• [TASK DESCRIPTION]:
When a line of the material has the word "golden" in it, copy that line.

[Start of Attachment]

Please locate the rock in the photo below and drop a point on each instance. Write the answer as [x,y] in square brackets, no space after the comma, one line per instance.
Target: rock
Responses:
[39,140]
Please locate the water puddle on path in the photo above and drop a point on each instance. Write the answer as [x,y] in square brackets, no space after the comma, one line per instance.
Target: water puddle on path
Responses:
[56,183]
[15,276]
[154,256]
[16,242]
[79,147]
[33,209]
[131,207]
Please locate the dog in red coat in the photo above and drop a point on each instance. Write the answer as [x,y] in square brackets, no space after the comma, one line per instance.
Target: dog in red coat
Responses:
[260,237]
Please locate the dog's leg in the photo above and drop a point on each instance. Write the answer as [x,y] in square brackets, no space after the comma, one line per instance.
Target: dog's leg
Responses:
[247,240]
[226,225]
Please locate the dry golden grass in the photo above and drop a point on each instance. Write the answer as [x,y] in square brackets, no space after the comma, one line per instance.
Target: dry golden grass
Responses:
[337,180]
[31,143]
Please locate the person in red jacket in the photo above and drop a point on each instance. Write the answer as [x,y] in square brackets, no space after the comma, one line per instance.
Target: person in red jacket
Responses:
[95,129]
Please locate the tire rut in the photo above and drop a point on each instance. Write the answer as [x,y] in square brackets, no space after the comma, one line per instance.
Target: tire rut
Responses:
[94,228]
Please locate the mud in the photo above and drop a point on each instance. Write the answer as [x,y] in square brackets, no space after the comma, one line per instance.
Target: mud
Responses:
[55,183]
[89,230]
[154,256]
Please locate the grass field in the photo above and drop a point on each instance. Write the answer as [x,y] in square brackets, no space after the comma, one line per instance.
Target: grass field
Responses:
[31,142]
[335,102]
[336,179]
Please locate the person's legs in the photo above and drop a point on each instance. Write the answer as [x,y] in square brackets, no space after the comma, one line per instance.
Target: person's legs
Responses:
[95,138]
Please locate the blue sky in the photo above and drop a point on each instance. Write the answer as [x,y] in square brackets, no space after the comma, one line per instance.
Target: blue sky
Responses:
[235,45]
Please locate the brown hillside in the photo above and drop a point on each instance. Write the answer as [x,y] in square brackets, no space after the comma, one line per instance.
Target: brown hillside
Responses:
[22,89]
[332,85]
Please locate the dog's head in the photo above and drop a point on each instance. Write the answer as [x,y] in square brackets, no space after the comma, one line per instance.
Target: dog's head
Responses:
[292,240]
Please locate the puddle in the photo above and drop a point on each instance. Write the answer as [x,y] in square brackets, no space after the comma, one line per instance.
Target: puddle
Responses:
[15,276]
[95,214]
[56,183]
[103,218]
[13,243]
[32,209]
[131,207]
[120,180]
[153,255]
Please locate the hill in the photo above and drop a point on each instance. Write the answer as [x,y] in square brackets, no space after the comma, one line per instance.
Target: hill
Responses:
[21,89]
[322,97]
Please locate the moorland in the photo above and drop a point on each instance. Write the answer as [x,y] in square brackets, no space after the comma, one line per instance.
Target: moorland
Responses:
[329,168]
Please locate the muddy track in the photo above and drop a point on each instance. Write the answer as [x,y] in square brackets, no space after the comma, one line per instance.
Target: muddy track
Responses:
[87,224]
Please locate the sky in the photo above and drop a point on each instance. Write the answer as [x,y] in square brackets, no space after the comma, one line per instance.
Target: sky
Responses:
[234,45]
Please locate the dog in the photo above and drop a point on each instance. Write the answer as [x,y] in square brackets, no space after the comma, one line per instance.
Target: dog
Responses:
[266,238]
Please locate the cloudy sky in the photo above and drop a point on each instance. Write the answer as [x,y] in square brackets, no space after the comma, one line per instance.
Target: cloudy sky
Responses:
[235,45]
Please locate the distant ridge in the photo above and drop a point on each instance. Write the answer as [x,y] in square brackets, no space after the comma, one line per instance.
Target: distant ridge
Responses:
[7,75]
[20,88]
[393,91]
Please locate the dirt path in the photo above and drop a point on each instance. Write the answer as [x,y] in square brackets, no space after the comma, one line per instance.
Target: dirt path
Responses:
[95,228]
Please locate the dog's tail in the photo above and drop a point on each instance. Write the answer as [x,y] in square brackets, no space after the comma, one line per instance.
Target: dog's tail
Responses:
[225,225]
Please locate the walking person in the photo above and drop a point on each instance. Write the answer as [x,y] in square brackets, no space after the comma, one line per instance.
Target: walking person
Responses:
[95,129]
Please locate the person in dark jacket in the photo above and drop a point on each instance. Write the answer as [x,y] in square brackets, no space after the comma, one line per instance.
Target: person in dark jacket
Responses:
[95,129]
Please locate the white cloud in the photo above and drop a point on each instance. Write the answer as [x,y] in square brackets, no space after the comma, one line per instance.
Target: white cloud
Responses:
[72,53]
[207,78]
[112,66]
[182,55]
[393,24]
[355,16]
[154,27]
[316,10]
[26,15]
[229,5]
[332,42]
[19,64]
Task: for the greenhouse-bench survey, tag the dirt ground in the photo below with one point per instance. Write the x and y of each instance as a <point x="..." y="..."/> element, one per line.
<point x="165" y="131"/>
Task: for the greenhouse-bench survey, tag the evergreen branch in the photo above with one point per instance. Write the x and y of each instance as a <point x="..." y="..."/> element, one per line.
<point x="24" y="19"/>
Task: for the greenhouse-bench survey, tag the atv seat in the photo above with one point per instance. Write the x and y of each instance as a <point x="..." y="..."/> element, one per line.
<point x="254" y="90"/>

[End of Attachment]

• [OUTPUT OF THE EXERCISE]:
Please locate the dry golden grass in the photo above and drop a point on each instance. Write the answer as [x,y] in square brackets, no space after the comma, one line per instance.
Target: dry golden grass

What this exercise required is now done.